TASK DETAILS: Your answer is the lines from the one that has "column 149, row 143" through the last line of the records below, retyped exactly and alone.

Image-grounded pointing data:
=-=-=-=-=

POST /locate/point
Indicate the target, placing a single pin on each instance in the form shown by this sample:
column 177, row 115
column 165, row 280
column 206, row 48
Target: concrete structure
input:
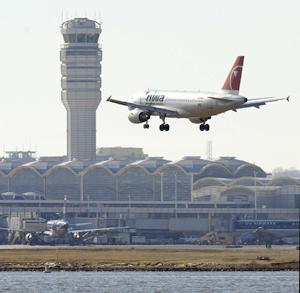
column 80, row 84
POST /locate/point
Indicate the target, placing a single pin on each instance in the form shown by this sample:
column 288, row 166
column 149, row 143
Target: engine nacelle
column 76, row 235
column 199, row 120
column 138, row 116
column 29, row 237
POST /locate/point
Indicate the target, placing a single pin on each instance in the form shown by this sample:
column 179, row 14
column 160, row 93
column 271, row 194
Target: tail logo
column 235, row 77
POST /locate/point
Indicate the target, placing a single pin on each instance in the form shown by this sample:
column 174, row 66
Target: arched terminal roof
column 151, row 164
column 209, row 181
column 192, row 164
column 247, row 181
column 282, row 181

=-=-=-=-=

TASK OUTPUT:
column 149, row 143
Target: engine nacelle
column 76, row 235
column 199, row 120
column 138, row 116
column 29, row 237
POST /locate/point
Indicate the target, placing a single pin on each instance in the form shown by this sample:
column 179, row 14
column 160, row 93
column 271, row 194
Target: tail logo
column 235, row 77
POST /locate/point
Indicate the target, placing a single pin on each instance in the form shown by this sample:
column 174, row 66
Target: arched terminal roof
column 151, row 164
column 209, row 181
column 192, row 164
column 247, row 181
column 282, row 181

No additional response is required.